And I don't see much point anyway in upgrading the processors in 3-4 years. In 2013 it's probably pretty irrelevant if the computer has 2.26 or 2.93GHz processors. The only point in upgrading would be if the processors would be noticeably cheaper in the next 1 or 2 years time, which apparently is pretty hopeless when it comes to Xeons.
But I'm not dismissing anything yet, maybe there's an angle that could make this pretty nice
FWIW, I'd expect 2013 or thereabouts to hold 3-4GHz prosumer chips.
8 - 16 cores per chip, 2 - 4 threads per core.
The big difference between now and then will be local IO (which, more than anything, is the bottleneck today).
Today's 32MB disk cache is ridiculous. 2013 will most likely hold a 8 - 32GB cache, as we're seeing it in storage servers now (and have, for some time).

Stated task 1
According to the processor discussion, what size disk cache will 2013 most likely hold?
Stated task 2
Return everything in the processor discussion from "Today's 32MB disk" down to "for some time).".
The data after this point is separate from the processor discussion.

Data rows

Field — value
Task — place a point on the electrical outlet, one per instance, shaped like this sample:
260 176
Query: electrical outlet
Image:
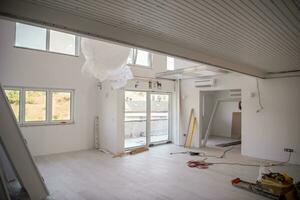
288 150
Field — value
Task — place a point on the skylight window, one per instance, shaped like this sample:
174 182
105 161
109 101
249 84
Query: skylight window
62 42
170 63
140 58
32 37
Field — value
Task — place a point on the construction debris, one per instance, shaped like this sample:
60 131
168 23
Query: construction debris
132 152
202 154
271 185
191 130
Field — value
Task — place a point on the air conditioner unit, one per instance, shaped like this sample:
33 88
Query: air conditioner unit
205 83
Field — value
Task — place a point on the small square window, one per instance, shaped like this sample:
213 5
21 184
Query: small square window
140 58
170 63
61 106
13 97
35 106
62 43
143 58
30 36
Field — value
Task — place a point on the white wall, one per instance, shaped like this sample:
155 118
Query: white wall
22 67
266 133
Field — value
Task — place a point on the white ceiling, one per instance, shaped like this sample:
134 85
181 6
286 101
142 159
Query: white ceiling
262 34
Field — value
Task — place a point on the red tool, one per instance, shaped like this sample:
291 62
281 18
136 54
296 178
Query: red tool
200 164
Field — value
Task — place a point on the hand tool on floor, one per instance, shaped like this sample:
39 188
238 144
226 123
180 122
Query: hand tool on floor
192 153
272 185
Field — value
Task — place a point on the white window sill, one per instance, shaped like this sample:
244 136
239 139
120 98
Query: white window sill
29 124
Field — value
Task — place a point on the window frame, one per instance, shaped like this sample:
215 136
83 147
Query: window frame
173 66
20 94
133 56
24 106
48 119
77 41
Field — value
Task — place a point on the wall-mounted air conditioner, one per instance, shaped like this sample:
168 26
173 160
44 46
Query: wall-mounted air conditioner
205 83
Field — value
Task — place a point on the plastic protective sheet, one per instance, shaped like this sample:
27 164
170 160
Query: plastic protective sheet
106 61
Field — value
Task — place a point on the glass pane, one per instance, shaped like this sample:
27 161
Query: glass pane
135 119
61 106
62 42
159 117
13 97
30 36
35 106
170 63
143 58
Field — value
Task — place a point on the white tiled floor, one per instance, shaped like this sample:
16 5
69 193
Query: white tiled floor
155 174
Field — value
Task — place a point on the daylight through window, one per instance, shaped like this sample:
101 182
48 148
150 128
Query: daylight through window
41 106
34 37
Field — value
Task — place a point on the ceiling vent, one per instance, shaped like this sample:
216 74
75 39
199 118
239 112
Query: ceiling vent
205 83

Complete response 1
An 8 - 32GB cache.

Complete response 2
Today's 32MB disk cache is ridiculous. 2013 will most likely hold a 8 - 32GB cache, as we're seeing it in storage servers now (and have, for some time).